> **PROBLEMS TO SOLVE**
a) Could you echo the part of the driver discussion starting with "There is mbox_free_channel" and going on through "mctp_pcc_setup(struct net_device *ndev)", word for word?
b) Can you duplicate the records word for word, starting with their first line and going on through the line with "<point>55,196</point>"?

> **TEXT BLOCK**
— Begin —

I could create a channel, read  the value, and release it.  The Value I 
need is in the ACPI PCC-table but I don't have direct access to it. 
Perhaps it would be better to initialize the value to -1 and use that to 
optionally reset it to the max value on ndo open.


Check  me here: The channel has a value ring msg_count that keeps track 
of the number of entires in the ring buffer.  This needs to be set to0 
in order for it to think the buffer is empty.  It is initialized in  
__mbox_bind_client, called from mbox_bind_client which is in turn called 
from mbox_request_channel

The networking infra calls stop_ndo, so it must stop sending packets to 
it first.  I can netif_stop_queue(ndev) of course, but that seems 
counterintuitive? Assume i don't need to do that, but can't find the 
calling code.


>
> Is there a mbox facility to (synchronously) stop processing the inbound
> channel, and completing the outbound channel?

There is mbox_free_channel which calls shutdown, and that removed the 
IRQ handler, so no more  messages will be processed.  That should be 
sufficient.

>
>> +       return 0;
>> +}
>> +
>> +static const struct net_device_ops mctp_pcc_netdev_ops = {
>> +       .ndo_stop = mctp_pcc_ndo_stop,
>> +       .ndo_start_xmit = mctp_pcc_tx,
>> +};
>> +
>> +static void mctp_pcc_setup(struct net_device *ndev)
>> +{
>> +       ndev->type = ARPHRD_MCTP;
>> +       ndev->hard_header_len = 0;
>> +       ndev->tx_queue_len = 0;
>> +       ndev->flags = IFF_NOARP;
>> +       ndev->netdev_ops = &mctp_pcc_netdev_ops;
>> +       ndev->needs_free_netdev = true;
>> +       ndev->pcpu_stat_type = NETDEV_PCPU_STAT_DSTATS;
>> +}
>> +
>> +struct mctp_pcc_lookup_context {
>> +       int index;
>> +       u32 inbox_index;
>> +       u32 outbox_index;
>> +};
>> +
>> +static acpi_status lookup_pcct_indices(struct acpi_resource *ares,
>> +                                      void *context)
>> +{
>> +       struct mctp_pcc_lookup_context *luc = context;
>> +       struct acpi_resource_address32 *addr;
>> +
>> +       if (ares->type != PCC_DWORD_TYPE)
>> +               return AE_OK;
>> +
>> +       addr = ACPI_CAST_PTR(struct acpi_resource_address32, &ares->data);
>> +       switch (luc->index) {
>> +       case 0:
>> +               luc->outbox_index = addr[0].address.minimum;
>> +               break;
>> +       case 1:
>> +               luc->inbox_index = addr[0].address.minimum;
>> +               break;
>> +       }
>> +       luc->index++;
>> +       return AE_OK;
>> +}
>> +
>> +static void mctp_cleanup_channel(void *data)

— End —

> **MATERIAL SHOWN**
— Begin —

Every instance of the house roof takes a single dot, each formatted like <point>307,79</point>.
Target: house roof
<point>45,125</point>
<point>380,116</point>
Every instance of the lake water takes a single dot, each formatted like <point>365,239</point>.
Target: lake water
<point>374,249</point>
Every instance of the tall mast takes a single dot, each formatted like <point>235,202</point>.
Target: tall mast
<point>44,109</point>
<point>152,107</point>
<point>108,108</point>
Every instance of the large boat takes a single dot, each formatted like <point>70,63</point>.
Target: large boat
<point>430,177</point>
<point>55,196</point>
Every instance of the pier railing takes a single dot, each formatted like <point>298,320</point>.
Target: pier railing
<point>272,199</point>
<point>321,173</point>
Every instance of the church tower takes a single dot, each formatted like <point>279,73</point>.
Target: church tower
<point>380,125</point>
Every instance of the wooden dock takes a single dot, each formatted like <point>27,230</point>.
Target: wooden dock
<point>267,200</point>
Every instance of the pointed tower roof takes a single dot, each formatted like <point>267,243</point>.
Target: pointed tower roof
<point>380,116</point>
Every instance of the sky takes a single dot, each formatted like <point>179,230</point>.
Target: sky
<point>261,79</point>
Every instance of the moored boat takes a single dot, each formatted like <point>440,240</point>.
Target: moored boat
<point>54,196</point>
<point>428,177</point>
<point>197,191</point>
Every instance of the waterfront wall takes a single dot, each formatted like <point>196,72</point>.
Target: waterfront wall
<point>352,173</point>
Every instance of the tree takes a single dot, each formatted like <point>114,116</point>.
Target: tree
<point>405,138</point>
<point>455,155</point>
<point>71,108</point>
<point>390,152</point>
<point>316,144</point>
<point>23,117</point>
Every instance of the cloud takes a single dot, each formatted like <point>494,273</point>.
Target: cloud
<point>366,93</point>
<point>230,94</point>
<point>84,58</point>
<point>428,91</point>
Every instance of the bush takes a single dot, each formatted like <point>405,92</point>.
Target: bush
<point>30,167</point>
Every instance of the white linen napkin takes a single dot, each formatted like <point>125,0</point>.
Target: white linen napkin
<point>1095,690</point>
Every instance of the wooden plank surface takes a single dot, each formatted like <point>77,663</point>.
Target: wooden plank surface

— End —

> **EXPECTED RESULTS**
a)
There is mbox_free_channel which calls shutdown, and that removed the 
IRQ handler, so no more  messages will be processed.  That should be 
sufficient.

>
>> +       return 0;
>> +}
>> +
>> +static const struct net_device_ops mctp_pcc_netdev_ops = {
>> +       .ndo_stop = mctp_pcc_ndo_stop,
>> +       .ndo_start_xmit = mctp_pcc_tx,
>> +};
>> +
>> +static void mctp_pcc_setup(struct net_device *ndev)

b)
Every instance of the house roof takes a single dot, each formatted like <point>307,79</point>.
Target: house roof
<point>45,125</point>
<point>380,116</point>
Every instance of the lake water takes a single dot, each formatted like <point>365,239</point>.
Target: lake water
<point>374,249</point>
Every instance of the tall mast takes a single dot, each formatted like <point>235,202</point>.
Target: tall mast
<point>44,109</point>
<point>152,107</point>
<point>108,108</point>
Every instance of the large boat takes a single dot, each formatted like <point>70,63</point>.
Target: large boat
<point>430,177</point>
<point>55,196</point>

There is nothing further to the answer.